Work task 1 -
Please answer these questions using the CDETB lockdown reflection:
(a) How much was spent on devices for FET learners?
(b) What was the formal review undertaken in June called?
(c) Who said "Never let a good crisis go to waste"?
Work task 2 - According to the CDETB lockdown reflection, why does the author encourage all providers to establish local QA teams? Answer in one to three sentences.

-------- Text shown

CDETB learned an enormous amount from the experience of the Covid-19 lockdown. As an organisation in the business of learning, this is very appropriate. Our new QA governance structures proved robust, yet it is the local quality teams that made the real difference. I encourage all providers to establish local QA teams and make them part of their formal structures if they have not already done so.

Overcoming the many challenges during lockdown required all parties in CDETB to see the issues and to work towards practical solutions. Of paramount concern was to ensure that students/learners received their qualification without compromising on quality or the health and well-being of staff, students, or learners. CDETB staff and managers, Teachers’ Union of Ireland (TUI), SIPTU, other ETBs, QQI, and ETBI all found themselves facing a common enemy, Covid-19, and pulled together for the well-being and future of students and learners.

Rory O’Sullivan, principal of Killester College of Further Education, said to me, ‘Never let a good crisis go to waste.’ I have taken this sentiment to heart. As I’ve mentioned, we undertook a formal review, ‘Informing the Future’, in June. We captured our learning thus far from the pandemic and have used this to inform our actions for the summer and autumn of 2020.

Staff attendance at various training and upskilling events in ICT and QA has exceeded 5,000, while €880,000 has been spent on devices for FET learners to reduce digital disadvantage. Requirements for staff to move from emergency remote teaching to deliberate remote teaching has been priced, and funding has been sought from SOLAS. As a scheme, our QA is stronger now than ever before. Everyone has a far deeper understanding of all that is required and the role they have to play.

Finally, CDETB’s positive management of the lockdown and the QA challenges that arose was underpinned and informed by our FET development team, the CDETB QA ninjas who helped us make sense of the chaos and put order on the madness.

REFERENCES

City of Dublin Education and Training Board (CDETB) (2018) CDETB Further Education and Training Quality Assurance Governance and Strategic Planning Structures. Dublin: CDETB.

----------------
-------- Source data

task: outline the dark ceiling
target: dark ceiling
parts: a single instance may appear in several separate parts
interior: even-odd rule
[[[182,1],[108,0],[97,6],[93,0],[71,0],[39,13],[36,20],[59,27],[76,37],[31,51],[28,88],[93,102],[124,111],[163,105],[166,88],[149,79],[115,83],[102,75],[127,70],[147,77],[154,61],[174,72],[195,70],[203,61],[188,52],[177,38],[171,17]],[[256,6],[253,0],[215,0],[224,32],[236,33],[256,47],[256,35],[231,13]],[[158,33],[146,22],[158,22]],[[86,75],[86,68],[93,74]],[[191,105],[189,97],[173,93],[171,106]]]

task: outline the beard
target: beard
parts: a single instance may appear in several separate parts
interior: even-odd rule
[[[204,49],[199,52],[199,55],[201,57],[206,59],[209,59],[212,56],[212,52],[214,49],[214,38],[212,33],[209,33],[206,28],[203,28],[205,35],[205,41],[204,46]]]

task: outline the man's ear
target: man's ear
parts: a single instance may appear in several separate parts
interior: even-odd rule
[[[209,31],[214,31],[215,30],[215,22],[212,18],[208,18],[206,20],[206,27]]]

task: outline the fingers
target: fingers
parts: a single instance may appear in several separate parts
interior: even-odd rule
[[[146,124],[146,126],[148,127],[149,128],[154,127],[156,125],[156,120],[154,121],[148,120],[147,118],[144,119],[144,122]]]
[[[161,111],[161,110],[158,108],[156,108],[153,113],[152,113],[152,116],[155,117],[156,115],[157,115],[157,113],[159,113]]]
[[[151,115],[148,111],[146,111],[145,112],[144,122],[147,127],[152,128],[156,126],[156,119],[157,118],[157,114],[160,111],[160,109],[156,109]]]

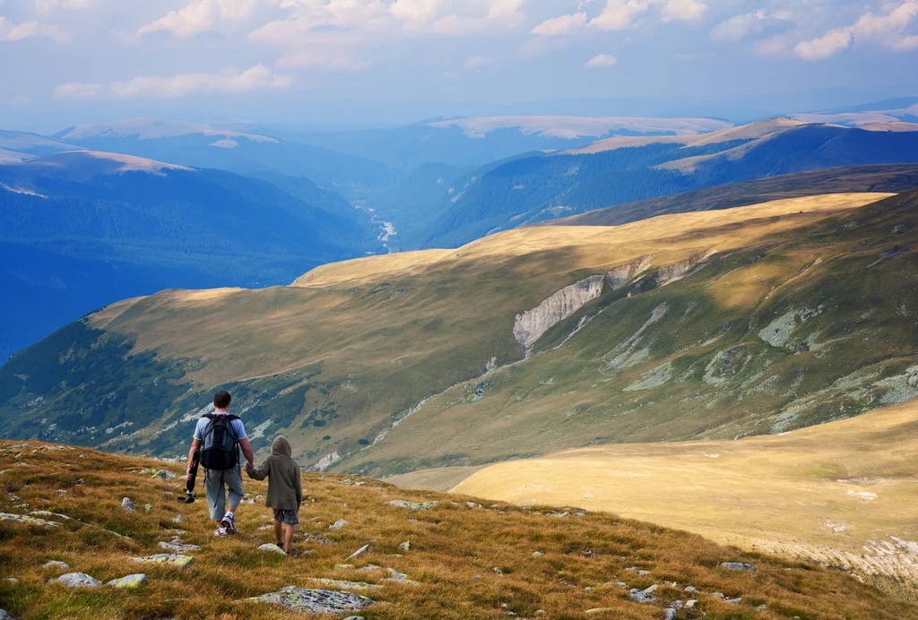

----------------

Written reply 1 -
(a) €880,000.
(b) 'Informing the Future'.
(c) Rory O'Sullivan, principal of Killester College of Further Education.

Written reply 2 - The new QA governance structures proved robust, but the local quality teams made the real difference during the lockdown. For that reason, the author urges all providers to set up local QA teams and make them part of their formal structures.